#### DATA SHOWN ####

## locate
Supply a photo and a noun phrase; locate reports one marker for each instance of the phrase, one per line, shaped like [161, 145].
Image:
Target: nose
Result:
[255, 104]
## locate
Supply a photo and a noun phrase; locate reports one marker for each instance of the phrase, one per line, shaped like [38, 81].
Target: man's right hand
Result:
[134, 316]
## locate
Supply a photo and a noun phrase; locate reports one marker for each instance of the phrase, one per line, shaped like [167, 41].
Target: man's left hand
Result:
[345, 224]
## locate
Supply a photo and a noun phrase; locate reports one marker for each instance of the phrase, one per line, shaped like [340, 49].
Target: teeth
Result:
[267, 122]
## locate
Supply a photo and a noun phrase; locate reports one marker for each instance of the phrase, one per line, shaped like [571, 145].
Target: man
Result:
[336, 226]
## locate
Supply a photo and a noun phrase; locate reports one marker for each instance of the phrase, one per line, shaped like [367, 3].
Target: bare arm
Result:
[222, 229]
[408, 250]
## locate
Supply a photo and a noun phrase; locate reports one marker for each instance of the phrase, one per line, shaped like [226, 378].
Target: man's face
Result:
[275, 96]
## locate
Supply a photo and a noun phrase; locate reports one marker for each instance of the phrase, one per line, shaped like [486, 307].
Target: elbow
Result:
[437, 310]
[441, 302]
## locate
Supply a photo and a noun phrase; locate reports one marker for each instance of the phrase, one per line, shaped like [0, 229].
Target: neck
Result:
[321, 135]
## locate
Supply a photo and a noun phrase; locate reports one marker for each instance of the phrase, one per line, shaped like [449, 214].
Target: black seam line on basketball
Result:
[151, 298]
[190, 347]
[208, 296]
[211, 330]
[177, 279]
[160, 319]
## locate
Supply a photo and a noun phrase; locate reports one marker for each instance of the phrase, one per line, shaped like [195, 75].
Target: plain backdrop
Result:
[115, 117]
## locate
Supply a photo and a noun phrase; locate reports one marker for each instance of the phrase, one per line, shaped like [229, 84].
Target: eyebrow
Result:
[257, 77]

####

## WHAT TO WORK ON
Transcribe the data above in full, exactly.

## COMPLETED TASK
## locate
Supply a photo and a noun phrase; locate reports one marker for each instance of the phrase, one per line, shaped like [161, 145].
Image:
Target: nose
Result:
[255, 104]
## locate
Supply a photo and a noun phrase; locate reports one marker for each instance of the phrase, one per line, shaped like [38, 81].
Target: man's right hand
Result:
[134, 316]
## locate
Supply a photo and a noun phrase; locate reports one marker for each instance of the phrase, one per line, shaped like [167, 41].
Target: man's left hand
Result:
[345, 224]
## locate
Supply a photo and a noun phrase; locate reports one marker for each instance of the phrase, one per line, shaped like [340, 49].
Target: teeth
Result:
[267, 122]
## locate
Supply a photo and a noun phrase; locate reports one marker for each instance of the phrase, one per line, shaped like [571, 145].
Target: man
Result:
[336, 226]
## locate
Supply a photo and a noun phrase; locate reports one marker for each instance of the phrase, one per line, shaped like [367, 3].
Target: bare arm
Result:
[222, 229]
[408, 250]
## locate
Supply a photo and a noun phrase; locate reports one marker for each instance of the phrase, one per line, shaped like [226, 378].
Target: man's face
Result:
[275, 96]
## locate
Supply a photo and a noun phrase; locate reports one marker for each instance of the phrase, one per line, shaped like [486, 307].
Target: elbow
Result:
[437, 310]
[441, 302]
## locate
Supply a photo and a noun phrase; locate reports one marker for each instance of the phrase, one per line, shaped like [0, 229].
Target: neck
Result:
[321, 135]
## locate
Supply a photo and a noun phrase; locate reports one marker for each instance of the phrase, one per line, shaped like [449, 214].
Target: black seam line on basketball
Result:
[151, 298]
[190, 347]
[208, 296]
[211, 330]
[177, 279]
[160, 319]
## locate
Supply a photo and a noun phrase; locate reports one marker for each instance of the phrase, one per line, shaped like [195, 75].
Target: plain backdrop
Result:
[115, 117]
## locate
Supply a photo and a noun phrase; locate reports one marker for each instance of the phrase, one per line, shaped like [229, 84].
Target: eyebrow
Result:
[257, 77]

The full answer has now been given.